• Text-to-region grounding data:
◇ ◇ ◇ ◇ ◇ ◇ ◇
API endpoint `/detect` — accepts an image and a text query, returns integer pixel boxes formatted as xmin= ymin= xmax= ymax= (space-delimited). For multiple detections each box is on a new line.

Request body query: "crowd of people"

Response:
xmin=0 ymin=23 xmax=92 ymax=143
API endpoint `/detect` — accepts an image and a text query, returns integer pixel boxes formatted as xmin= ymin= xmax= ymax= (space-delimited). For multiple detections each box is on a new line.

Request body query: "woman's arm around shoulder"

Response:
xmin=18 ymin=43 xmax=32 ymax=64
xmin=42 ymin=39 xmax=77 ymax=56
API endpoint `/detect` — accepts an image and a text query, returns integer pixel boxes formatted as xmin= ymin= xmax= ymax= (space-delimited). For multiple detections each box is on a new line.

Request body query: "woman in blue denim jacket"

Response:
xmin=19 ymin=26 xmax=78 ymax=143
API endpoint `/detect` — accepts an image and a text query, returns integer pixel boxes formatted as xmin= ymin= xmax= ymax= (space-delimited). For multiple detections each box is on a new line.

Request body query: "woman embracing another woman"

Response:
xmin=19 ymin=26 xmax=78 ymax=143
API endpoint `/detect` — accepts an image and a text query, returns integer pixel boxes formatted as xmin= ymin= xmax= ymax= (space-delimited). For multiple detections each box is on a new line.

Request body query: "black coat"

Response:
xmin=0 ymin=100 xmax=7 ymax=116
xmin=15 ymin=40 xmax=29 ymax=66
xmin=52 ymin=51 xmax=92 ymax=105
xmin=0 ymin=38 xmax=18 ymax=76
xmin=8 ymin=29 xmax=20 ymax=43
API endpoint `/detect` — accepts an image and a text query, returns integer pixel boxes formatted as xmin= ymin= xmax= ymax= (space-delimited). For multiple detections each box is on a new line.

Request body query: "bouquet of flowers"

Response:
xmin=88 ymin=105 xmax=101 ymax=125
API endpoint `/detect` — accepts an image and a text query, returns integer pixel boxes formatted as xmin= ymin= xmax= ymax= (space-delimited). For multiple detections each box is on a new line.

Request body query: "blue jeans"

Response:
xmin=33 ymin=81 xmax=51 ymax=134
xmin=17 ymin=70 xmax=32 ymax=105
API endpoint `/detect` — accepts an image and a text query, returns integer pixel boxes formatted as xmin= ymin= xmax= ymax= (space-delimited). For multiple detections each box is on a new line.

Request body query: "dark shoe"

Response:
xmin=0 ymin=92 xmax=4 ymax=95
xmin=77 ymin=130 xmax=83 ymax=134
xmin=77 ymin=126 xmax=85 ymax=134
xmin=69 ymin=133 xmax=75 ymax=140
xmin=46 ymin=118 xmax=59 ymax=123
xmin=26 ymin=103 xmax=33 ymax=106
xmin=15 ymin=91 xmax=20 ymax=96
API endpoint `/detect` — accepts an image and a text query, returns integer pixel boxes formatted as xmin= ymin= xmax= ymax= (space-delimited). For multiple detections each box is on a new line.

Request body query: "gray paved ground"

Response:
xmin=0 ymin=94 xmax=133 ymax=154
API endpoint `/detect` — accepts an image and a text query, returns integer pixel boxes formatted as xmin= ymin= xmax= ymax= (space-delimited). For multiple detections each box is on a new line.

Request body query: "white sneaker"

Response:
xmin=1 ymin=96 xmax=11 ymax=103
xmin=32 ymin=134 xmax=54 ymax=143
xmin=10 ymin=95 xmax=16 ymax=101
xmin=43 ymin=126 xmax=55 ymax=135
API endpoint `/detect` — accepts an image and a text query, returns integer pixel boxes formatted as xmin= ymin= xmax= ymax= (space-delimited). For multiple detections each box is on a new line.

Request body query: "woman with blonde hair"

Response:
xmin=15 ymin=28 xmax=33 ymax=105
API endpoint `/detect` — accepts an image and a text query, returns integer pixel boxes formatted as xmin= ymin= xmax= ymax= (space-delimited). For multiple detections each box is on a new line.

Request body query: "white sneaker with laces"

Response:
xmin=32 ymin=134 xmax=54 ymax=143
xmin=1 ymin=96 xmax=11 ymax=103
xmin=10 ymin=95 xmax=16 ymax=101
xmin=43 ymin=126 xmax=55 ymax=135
◇ ◇ ◇ ◇ ◇ ◇ ◇
• Your task:
Figure out how many lines in the entries above contain "blue". Write only that number.

• Answer to this problem:
2